+++ DATA TO USE +++

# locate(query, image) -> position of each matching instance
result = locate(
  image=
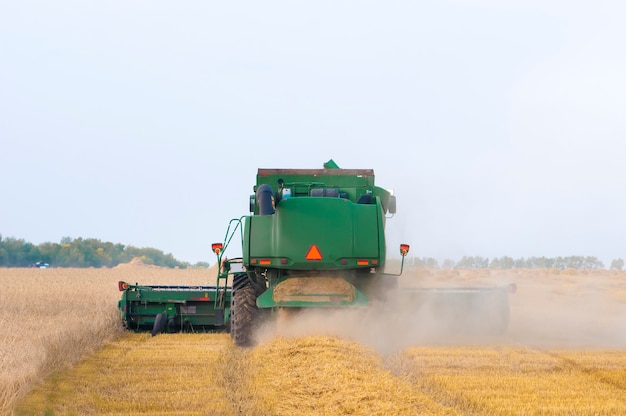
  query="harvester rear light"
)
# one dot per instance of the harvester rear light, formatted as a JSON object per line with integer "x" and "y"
{"x": 217, "y": 248}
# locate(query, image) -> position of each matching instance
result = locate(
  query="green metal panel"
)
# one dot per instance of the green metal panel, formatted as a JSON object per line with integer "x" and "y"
{"x": 339, "y": 228}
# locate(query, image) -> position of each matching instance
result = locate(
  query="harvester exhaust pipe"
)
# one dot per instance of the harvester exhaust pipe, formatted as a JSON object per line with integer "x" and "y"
{"x": 265, "y": 199}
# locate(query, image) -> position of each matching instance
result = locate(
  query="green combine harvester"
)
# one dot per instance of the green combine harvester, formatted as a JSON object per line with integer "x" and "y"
{"x": 314, "y": 239}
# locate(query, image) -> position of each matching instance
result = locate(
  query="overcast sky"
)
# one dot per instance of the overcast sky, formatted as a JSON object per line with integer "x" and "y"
{"x": 501, "y": 126}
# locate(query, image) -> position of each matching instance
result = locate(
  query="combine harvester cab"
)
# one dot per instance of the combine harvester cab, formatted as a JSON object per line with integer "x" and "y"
{"x": 174, "y": 308}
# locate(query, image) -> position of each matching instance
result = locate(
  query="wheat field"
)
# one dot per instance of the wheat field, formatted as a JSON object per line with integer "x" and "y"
{"x": 64, "y": 353}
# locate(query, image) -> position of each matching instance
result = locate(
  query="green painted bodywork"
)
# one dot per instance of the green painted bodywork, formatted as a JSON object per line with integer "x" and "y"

+++

Reproduce every record word for word. The copy must contain no pictures.

SOLUTION:
# locate(query, image) -> position of each matching instance
result = locate(
  image=
  query="harvester rear light"
)
# one dot per instance of the harvester rear light, formatted as a JSON object per line with integer "x" and "y"
{"x": 217, "y": 248}
# locate(query, image) -> position of each matching instance
result = locate(
  query="green metal panel"
)
# one dot per instance of the green metal panel, formatted as a JSON object per line with integer "x" and "y"
{"x": 339, "y": 228}
# locate(query, image) -> position of each matching instance
result = locate(
  query="harvester exhaust pipe"
)
# one dot per instance of the harvester exhaust pipe, formatted as a JSON object per line with integer "x" and "y"
{"x": 265, "y": 199}
# locate(query, image) -> position of each matching instance
result = locate(
  query="green combine harvester"
)
# one dot per instance of the green combine harvester, formatted as a JSON object per line with integer "x" and "y"
{"x": 314, "y": 239}
# locate(query, image) -> position of each matching instance
result = locate(
  query="overcast sky"
)
# one dot per instance of the overcast sky, formatted as a JSON object per line with integer "x" and "y"
{"x": 501, "y": 126}
# locate(query, image) -> position of each matching instance
result = locate(
  query="combine harvester cab"
)
# one dot per instance of the combine harvester cab, formatted as a JSON object per line with integer "x" and "y"
{"x": 174, "y": 308}
# locate(query, image) -> position of each matching instance
result = locate(
  query="wheat field"
)
# one dot per instance of the wheat field, formatted as a JSON object per line with integer "x" and "y"
{"x": 64, "y": 353}
# locate(query, image) -> position of each matching instance
result = locate(
  query="green painted bodywork"
)
# one dot per instance of the green painted bodywork, formatted as a JSON object per line with integer "x" and "y"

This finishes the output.